Entries from a collection:

=-=-=-=-=

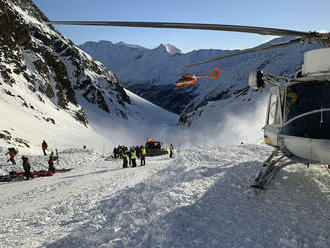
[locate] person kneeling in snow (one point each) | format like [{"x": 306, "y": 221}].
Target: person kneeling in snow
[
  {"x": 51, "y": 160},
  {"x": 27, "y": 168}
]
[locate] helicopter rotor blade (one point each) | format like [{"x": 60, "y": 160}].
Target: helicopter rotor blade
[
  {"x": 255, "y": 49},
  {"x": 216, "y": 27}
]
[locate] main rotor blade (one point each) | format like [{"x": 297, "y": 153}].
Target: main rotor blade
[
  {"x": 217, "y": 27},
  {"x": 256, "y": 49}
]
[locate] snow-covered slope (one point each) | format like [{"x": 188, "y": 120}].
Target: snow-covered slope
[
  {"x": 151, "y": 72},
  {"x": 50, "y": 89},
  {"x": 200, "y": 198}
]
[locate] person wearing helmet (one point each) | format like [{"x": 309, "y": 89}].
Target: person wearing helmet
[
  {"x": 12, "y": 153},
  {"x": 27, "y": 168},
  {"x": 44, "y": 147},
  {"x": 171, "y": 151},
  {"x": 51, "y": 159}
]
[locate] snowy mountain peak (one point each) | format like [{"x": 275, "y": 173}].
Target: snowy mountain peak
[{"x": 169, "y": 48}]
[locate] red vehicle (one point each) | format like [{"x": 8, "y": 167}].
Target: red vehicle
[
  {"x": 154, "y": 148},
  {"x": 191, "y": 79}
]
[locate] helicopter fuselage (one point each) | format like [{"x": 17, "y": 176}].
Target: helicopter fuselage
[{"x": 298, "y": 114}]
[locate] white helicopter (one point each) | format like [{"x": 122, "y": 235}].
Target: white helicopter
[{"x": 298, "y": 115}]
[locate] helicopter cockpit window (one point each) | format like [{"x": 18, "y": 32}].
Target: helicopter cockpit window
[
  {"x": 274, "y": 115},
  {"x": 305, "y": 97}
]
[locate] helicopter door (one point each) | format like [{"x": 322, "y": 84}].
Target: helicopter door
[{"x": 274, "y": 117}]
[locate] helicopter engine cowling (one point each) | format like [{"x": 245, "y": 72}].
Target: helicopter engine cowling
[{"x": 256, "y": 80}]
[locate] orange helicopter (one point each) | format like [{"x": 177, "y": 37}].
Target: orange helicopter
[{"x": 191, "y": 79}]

=-=-=-=-=

*Written exercise*
Rewrite all the entries above as a numbered list, leaving out blank lines and the pictures.

*Task solution*
1. [locate] person kneeling in snow (one point each) | format like [{"x": 306, "y": 221}].
2. Target: person kneeling in snow
3. [
4.   {"x": 51, "y": 160},
5.   {"x": 27, "y": 168}
6. ]
7. [locate] helicopter rotor blade (one point each) | format like [{"x": 60, "y": 160}].
8. Target: helicopter rotor blade
9. [
10.   {"x": 255, "y": 49},
11.   {"x": 216, "y": 27}
12. ]
13. [locate] main rotor blade (one point each) | format like [{"x": 297, "y": 153}].
14. Target: main rotor blade
15. [
16.   {"x": 217, "y": 27},
17.   {"x": 256, "y": 49}
18. ]
19. [locate] snow-covered slope (one point each) | format like [{"x": 188, "y": 120}].
20. Target: snow-covered slope
21. [
22.   {"x": 151, "y": 72},
23.   {"x": 50, "y": 89},
24.   {"x": 200, "y": 198}
25. ]
26. [locate] person wearing helmet (one point each) | format like [{"x": 309, "y": 89}].
27. Target: person wearing helmet
28. [
29.   {"x": 12, "y": 153},
30.   {"x": 27, "y": 168},
31.   {"x": 44, "y": 147},
32.   {"x": 171, "y": 151},
33.   {"x": 51, "y": 159}
34. ]
35. [locate] snowy mountain peak (one point each) | format like [{"x": 275, "y": 173}].
36. Target: snowy mountain peak
37. [{"x": 169, "y": 48}]
38. [locate] red vehicle (one point each) | format like [{"x": 8, "y": 167}].
39. Target: red vehicle
40. [
41.   {"x": 154, "y": 148},
42.   {"x": 191, "y": 79}
43. ]
44. [locate] helicopter fuselage (one point each) | format like [{"x": 17, "y": 176}].
45. Target: helicopter fuselage
46. [{"x": 298, "y": 114}]
47. [locate] white helicopter (one point each) | format like [{"x": 122, "y": 235}].
48. Target: white helicopter
49. [{"x": 298, "y": 115}]
50. [locate] helicopter cockpit window (one point each) | format like [{"x": 18, "y": 32}].
51. Target: helicopter cockpit window
52. [
53.   {"x": 274, "y": 115},
54.   {"x": 305, "y": 97}
55. ]
56. [locate] helicopter door (one point each) | format like [{"x": 322, "y": 84}].
57. Target: helicopter door
58. [{"x": 274, "y": 117}]
59. [locate] helicopter engine cowling (one point each) | format like [{"x": 245, "y": 72}].
60. Target: helicopter engine cowling
61. [{"x": 256, "y": 80}]
62. [locate] orange helicopter (one point each) | format like [{"x": 177, "y": 37}].
63. Target: orange helicopter
64. [{"x": 191, "y": 79}]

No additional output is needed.